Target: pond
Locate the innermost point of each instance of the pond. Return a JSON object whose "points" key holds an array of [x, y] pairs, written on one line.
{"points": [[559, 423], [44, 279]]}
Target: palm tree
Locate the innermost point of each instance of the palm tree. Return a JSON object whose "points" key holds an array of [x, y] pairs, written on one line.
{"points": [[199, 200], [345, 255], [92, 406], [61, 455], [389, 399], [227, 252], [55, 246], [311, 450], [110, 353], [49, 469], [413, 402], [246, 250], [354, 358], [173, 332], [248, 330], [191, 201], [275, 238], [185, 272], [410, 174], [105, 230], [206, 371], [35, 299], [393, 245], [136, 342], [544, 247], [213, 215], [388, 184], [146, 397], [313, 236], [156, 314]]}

********

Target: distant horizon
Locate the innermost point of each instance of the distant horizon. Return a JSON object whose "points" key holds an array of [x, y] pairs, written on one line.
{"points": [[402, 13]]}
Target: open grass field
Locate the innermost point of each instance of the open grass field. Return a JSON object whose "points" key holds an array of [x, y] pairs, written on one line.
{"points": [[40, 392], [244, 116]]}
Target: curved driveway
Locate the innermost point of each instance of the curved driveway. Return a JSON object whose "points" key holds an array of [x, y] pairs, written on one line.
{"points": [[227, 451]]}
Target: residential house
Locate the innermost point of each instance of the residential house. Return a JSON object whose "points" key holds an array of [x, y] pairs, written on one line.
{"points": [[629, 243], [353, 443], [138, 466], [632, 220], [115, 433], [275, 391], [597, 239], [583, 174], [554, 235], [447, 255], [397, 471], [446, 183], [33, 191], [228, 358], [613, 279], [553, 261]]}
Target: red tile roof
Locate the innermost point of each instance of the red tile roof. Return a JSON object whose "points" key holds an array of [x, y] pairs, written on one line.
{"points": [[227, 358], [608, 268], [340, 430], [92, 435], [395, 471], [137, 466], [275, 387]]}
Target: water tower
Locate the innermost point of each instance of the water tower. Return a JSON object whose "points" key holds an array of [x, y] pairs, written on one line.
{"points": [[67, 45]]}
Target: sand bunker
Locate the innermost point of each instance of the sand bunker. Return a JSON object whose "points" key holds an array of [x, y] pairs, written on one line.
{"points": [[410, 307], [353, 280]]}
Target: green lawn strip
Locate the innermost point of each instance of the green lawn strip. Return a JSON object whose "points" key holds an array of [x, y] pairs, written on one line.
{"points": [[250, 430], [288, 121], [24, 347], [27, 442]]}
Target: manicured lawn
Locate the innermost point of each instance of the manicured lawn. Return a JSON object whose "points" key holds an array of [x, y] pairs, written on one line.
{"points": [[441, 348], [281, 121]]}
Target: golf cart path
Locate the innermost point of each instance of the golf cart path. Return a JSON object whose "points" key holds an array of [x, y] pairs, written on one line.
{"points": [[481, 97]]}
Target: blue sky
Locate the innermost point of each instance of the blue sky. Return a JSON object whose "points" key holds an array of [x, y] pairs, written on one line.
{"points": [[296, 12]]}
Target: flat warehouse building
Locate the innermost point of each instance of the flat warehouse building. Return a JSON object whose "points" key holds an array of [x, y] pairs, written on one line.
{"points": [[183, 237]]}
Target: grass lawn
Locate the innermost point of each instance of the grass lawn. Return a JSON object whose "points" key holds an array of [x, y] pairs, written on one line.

********

_Tarefa proposta:_
Pode reproduzir tudo o que vai da linha que contém "Target: golf cart path" até a linha que contém "Locate the innermost point of each instance of the grass", ambas incluídas, atualizando "innermost" para "central" e deixando o resto inalterado?

_Solução:_
Target: golf cart path
Locate the central point of each instance of the golf cart path. Return a JSON object whose "points" key holds an array of [x, y] pairs, written on one line.
{"points": [[481, 97]]}
Target: blue sky
Locate the central point of each instance of the blue sky. Return a JSON object whose "points" key holds an array of [x, y] pairs, written on one line.
{"points": [[296, 12]]}
Target: flat warehouse building
Locate the central point of each instance of the flat warehouse building. Return a JSON object whose "points" key holds an array of [x, y] pairs, written on one line.
{"points": [[183, 237]]}
Target: grass lawn
Locate the central point of each instance of the grass lawn. Return a JSON object whose "points" key holds an array of [x, y] pairs, written on one line.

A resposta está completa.